(begin)
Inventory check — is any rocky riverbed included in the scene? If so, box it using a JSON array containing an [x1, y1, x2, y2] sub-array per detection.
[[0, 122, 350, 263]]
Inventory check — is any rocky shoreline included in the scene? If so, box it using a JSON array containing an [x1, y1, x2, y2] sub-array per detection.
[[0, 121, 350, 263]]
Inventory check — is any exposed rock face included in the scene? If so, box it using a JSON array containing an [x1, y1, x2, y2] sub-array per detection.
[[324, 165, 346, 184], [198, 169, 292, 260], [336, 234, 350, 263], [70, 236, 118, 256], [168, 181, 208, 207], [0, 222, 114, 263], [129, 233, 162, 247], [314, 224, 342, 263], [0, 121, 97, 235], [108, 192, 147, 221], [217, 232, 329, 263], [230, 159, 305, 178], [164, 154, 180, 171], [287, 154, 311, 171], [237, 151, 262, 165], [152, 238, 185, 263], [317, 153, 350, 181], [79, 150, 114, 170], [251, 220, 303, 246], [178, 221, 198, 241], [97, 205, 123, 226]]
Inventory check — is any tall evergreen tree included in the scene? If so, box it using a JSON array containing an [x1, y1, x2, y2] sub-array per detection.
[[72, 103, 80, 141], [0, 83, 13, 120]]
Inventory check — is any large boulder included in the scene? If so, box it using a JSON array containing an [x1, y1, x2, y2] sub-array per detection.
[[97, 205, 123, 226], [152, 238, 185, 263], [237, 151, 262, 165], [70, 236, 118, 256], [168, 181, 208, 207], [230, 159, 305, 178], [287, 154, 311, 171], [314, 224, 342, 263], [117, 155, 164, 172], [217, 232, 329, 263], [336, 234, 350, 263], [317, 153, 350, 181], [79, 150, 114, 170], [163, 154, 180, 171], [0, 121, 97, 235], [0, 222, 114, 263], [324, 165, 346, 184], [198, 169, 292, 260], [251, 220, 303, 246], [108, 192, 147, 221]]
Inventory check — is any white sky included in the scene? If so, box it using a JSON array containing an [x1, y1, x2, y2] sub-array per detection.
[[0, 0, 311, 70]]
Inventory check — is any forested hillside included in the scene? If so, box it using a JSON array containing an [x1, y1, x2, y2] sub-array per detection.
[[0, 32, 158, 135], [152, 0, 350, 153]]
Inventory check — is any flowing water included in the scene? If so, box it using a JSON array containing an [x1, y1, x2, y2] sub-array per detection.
(end)
• _WHAT IS EXPECTED_:
Echo all of the items above line by line, changing nothing.

• _RESPONSE TO THE EXERCISE_:
Inventory check — is any rocky riverbed included in the scene? If so, box it using a JSON array containing an [x1, y1, x2, y2] sub-array per detection.
[[0, 122, 350, 263]]
Inventory check — is any rocky shoreline included in the scene? If so, box it using a JSON array containing an [x1, y1, x2, y2] sub-array per detection.
[[0, 121, 350, 263]]
Inventory check — is any exposed rock face included in the scene? If so, box it using a JSON array containing an [x1, y1, x2, y2] sub-array per detection.
[[324, 165, 346, 184], [198, 169, 292, 260], [336, 234, 350, 263], [70, 236, 118, 256], [168, 181, 208, 207], [0, 222, 114, 263], [129, 233, 162, 247], [314, 224, 342, 263], [0, 121, 97, 235], [108, 192, 147, 221], [217, 232, 329, 263], [230, 159, 305, 178], [164, 154, 180, 171], [287, 154, 311, 171], [237, 151, 262, 165], [152, 238, 185, 263], [317, 153, 350, 181], [79, 150, 114, 170], [251, 220, 303, 246], [178, 221, 198, 241], [97, 205, 123, 226]]
Inventory check — is any tall evergreen tree included in the scene? If so, box it using a JSON array containing an [x1, y1, x2, y2] sub-array per detection.
[[72, 103, 80, 141], [0, 83, 13, 120]]
Inventory check — is any large boulder included in the scene? If so, box it using a JSON array containing an [x1, y1, x2, y2] sub-array per detection.
[[97, 205, 123, 226], [152, 238, 185, 263], [237, 151, 262, 165], [70, 236, 118, 256], [168, 181, 208, 207], [230, 159, 305, 178], [287, 154, 311, 171], [314, 224, 342, 263], [117, 155, 164, 172], [217, 232, 329, 263], [336, 234, 350, 263], [317, 153, 350, 181], [79, 150, 114, 170], [163, 154, 180, 171], [0, 121, 97, 235], [0, 222, 114, 263], [324, 165, 346, 184], [198, 169, 292, 260], [251, 220, 303, 246], [108, 192, 147, 221]]
Inventory check — is any white sky included in the scene? If so, box it using a JSON array containing an [x1, y1, x2, y2] sub-array per detection.
[[0, 0, 311, 70]]
Inventory check — is any forested hillside included in the scene? If so, box it using a JSON array containing an [x1, y1, x2, y2] sub-array per detection.
[[0, 32, 158, 135], [152, 0, 350, 153]]
Inventory check — is any flowing water included in the scene? If so, box it using a JSON array containing an [x1, y1, x2, y2] sub-array per detection.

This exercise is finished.